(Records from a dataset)

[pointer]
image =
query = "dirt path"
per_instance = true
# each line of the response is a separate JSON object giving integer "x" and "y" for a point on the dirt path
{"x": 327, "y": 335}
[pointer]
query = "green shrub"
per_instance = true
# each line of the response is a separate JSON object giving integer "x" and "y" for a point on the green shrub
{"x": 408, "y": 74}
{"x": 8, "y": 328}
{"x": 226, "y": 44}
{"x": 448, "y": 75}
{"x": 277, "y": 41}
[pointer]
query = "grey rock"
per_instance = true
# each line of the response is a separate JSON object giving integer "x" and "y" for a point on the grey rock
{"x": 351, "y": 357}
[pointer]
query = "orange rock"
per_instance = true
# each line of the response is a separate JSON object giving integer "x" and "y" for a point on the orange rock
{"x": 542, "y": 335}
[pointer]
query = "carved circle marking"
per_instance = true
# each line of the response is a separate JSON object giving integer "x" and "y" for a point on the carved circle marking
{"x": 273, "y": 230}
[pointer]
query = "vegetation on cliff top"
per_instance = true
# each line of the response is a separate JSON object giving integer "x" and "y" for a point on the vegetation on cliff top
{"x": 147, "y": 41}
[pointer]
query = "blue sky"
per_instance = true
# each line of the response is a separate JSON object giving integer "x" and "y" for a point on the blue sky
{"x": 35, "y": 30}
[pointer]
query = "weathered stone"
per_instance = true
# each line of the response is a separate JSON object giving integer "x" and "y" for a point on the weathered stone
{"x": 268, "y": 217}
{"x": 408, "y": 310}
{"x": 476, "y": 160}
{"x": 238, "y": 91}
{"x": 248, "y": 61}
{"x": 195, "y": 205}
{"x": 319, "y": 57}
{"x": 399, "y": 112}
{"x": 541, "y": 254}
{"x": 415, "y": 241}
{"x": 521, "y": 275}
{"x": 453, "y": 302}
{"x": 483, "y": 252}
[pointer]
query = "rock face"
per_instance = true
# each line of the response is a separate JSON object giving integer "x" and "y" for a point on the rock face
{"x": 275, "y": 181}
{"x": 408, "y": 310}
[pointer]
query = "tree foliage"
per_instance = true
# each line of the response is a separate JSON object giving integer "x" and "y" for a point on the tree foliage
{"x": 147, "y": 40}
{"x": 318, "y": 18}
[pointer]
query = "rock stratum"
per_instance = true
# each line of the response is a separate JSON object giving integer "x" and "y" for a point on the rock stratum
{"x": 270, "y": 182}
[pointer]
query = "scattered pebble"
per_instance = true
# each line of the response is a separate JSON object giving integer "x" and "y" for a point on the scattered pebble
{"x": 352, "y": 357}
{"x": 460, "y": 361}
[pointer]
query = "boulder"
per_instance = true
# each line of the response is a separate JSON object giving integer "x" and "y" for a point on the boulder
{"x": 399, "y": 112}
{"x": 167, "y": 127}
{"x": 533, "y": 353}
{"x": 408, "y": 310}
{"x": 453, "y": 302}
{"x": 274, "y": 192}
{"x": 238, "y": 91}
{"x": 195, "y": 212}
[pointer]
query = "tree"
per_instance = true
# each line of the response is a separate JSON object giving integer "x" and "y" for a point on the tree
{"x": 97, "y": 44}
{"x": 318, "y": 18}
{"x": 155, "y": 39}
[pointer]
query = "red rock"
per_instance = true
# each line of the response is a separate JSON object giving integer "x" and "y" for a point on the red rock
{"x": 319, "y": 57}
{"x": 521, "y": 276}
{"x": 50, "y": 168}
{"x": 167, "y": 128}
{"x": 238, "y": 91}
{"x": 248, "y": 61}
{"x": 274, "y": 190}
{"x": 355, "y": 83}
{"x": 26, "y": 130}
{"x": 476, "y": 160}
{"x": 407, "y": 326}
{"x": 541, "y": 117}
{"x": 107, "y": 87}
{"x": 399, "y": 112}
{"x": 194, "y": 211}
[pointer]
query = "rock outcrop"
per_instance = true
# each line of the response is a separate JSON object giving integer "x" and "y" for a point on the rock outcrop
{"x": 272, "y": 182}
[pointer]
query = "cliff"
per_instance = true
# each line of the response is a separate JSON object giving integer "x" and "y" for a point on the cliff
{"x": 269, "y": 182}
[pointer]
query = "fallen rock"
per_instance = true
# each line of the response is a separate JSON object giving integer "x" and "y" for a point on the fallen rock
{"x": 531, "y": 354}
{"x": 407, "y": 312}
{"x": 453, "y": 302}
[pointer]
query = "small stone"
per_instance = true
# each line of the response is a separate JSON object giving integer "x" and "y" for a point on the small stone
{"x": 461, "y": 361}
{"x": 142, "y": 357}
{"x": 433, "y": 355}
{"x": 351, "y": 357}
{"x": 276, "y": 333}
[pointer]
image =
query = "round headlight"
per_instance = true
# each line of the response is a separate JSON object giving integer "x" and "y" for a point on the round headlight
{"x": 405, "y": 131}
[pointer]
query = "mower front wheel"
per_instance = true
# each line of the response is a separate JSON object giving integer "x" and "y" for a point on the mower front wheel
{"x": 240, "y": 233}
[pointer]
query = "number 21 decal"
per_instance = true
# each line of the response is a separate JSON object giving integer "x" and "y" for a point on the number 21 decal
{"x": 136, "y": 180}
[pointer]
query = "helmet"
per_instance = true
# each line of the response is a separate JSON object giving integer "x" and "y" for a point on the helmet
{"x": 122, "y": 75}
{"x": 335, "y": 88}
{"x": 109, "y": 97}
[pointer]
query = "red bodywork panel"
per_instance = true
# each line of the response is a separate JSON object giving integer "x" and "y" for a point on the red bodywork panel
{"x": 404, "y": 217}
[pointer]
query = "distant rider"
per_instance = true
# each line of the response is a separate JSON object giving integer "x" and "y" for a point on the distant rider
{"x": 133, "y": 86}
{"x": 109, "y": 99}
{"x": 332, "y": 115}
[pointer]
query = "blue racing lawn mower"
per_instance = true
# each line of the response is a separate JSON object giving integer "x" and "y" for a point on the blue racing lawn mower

TASK ITEM:
Restate each entry word for word.

SOLUTION TO THIS TASK:
[pointer]
image =
query = "dirt path"
per_instance = true
# each line of the response is a separate JSON object giving integer "x" and "y" for a point on the dirt path
{"x": 327, "y": 335}
[pointer]
query = "green shrub"
per_instance = true
# each line of the response is a separate JSON object giving integer "x" and "y" for a point on the green shrub
{"x": 408, "y": 74}
{"x": 8, "y": 328}
{"x": 226, "y": 44}
{"x": 448, "y": 75}
{"x": 277, "y": 41}
[pointer]
query = "grey rock"
per_instance = true
# each line of the response is a separate JSON object giving integer "x" and "y" for a point on the grey rock
{"x": 351, "y": 357}
[pointer]
query = "orange rock"
per_instance = true
# each line of the response is a separate JSON object giving integer "x" and "y" for a point on the orange rock
{"x": 542, "y": 335}
[pointer]
query = "carved circle marking"
per_instance = true
# each line of the response is a separate JSON object giving integer "x" and "y" for a point on the carved circle marking
{"x": 273, "y": 230}
[pointer]
query = "vegetation on cliff top"
per_instance = true
# each line of the response is a separate JSON object giving integer "x" and "y" for a point on the vegetation on cliff top
{"x": 147, "y": 41}
[pointer]
query = "blue sky"
per_instance = true
# each line of the response is a separate JSON object giving integer "x" and "y" for a point on the blue sky
{"x": 35, "y": 30}
[pointer]
query = "weathered stone"
per_instance = true
# each line of the response is a separate JSON object giving integer "x" and "y" for a point on the weathered stone
{"x": 268, "y": 217}
{"x": 408, "y": 310}
{"x": 476, "y": 160}
{"x": 238, "y": 91}
{"x": 248, "y": 61}
{"x": 195, "y": 205}
{"x": 319, "y": 57}
{"x": 399, "y": 112}
{"x": 541, "y": 254}
{"x": 415, "y": 241}
{"x": 521, "y": 275}
{"x": 453, "y": 302}
{"x": 483, "y": 252}
[pointer]
query = "rock face"
per_instance = true
# each line of the response is a separate JSON object giving integer "x" and "y" for a point on the rock face
{"x": 275, "y": 181}
{"x": 408, "y": 310}
[pointer]
query = "tree foliage"
per_instance = true
# each line of the response is a separate JSON object giving integer "x" and "y" for a point on the tree foliage
{"x": 147, "y": 40}
{"x": 318, "y": 18}
[pointer]
query = "rock stratum"
per_instance = true
# each line of the response is a separate JSON object giving integer "x" and "y" for a point on the rock stratum
{"x": 270, "y": 182}
[pointer]
query = "scattered pebble"
per_instance = true
# each line of the response is a separate JSON object giving integer "x" and "y" for a point on the scattered pebble
{"x": 352, "y": 357}
{"x": 460, "y": 361}
[pointer]
query = "boulder"
per_instance = true
# each line of the response is a separate JSON object giving integer "x" and "y" for a point on the boulder
{"x": 399, "y": 112}
{"x": 167, "y": 127}
{"x": 533, "y": 353}
{"x": 408, "y": 310}
{"x": 453, "y": 302}
{"x": 274, "y": 192}
{"x": 238, "y": 91}
{"x": 195, "y": 212}
[pointer]
query = "tree"
per_instance = true
# each line of the response is a separate JSON object giving integer "x" and "y" for a point on the tree
{"x": 97, "y": 44}
{"x": 318, "y": 18}
{"x": 155, "y": 39}
[pointer]
query = "red rock"
per_instance = true
# each line of the response is a separate JSON object giving integer "x" and "y" for a point on the red rock
{"x": 319, "y": 57}
{"x": 521, "y": 276}
{"x": 50, "y": 168}
{"x": 167, "y": 128}
{"x": 238, "y": 91}
{"x": 248, "y": 61}
{"x": 274, "y": 190}
{"x": 355, "y": 83}
{"x": 26, "y": 130}
{"x": 476, "y": 160}
{"x": 407, "y": 326}
{"x": 541, "y": 117}
{"x": 107, "y": 87}
{"x": 399, "y": 112}
{"x": 194, "y": 211}
[pointer]
query = "rock outcrop"
per_instance = true
# each line of the response is a separate JSON object giving integer "x" and "y" for a point on the rock outcrop
{"x": 272, "y": 182}
[pointer]
query = "cliff"
per_instance = true
# each line of the response is a separate JSON object giving integer "x" and "y" for a point on the cliff
{"x": 269, "y": 182}
[pointer]
query = "fallen rock"
per_instance = true
# each line of the response is a separate JSON object giving integer "x" and "y" for a point on the fallen rock
{"x": 531, "y": 354}
{"x": 407, "y": 312}
{"x": 453, "y": 302}
[pointer]
query = "small stone"
per_instance = true
# each line of the response is a separate JSON object giving integer "x" and "y" for a point on the small stone
{"x": 461, "y": 361}
{"x": 142, "y": 357}
{"x": 433, "y": 355}
{"x": 351, "y": 357}
{"x": 276, "y": 333}
[pointer]
image =
query = "round headlight"
per_instance = true
# each line of the response is a separate JSON object giving integer "x" and "y" for a point on the round headlight
{"x": 405, "y": 131}
[pointer]
query = "mower front wheel"
per_instance = true
# each line of the response is a separate JSON object giving integer "x" and "y" for a point on the mower front wheel
{"x": 240, "y": 233}
[pointer]
query = "number 21 decal"
per_instance = true
# each line of the response is a separate JSON object giving integer "x" and "y" for a point on the number 21 decal
{"x": 136, "y": 180}
[pointer]
query = "helmet"
per_instance = true
# each line of the response is a separate JSON object giving integer "x" and "y" for a point on the helmet
{"x": 122, "y": 75}
{"x": 335, "y": 88}
{"x": 109, "y": 97}
[pointer]
query = "red bodywork panel"
per_instance = true
# each line of the response is a separate JSON object giving integer "x" and "y" for a point on the red bodywork panel
{"x": 404, "y": 217}
[pointer]
query = "distant rider"
per_instance = true
# each line of the response is a separate JSON object giving integer "x" and "y" for a point on the distant rider
{"x": 133, "y": 86}
{"x": 109, "y": 99}
{"x": 332, "y": 115}
[pointer]
query = "blue racing lawn mower"
per_instance = true
# each line of the response is a separate JSON object giving integer "x" and "y" for a point on the blue racing lawn mower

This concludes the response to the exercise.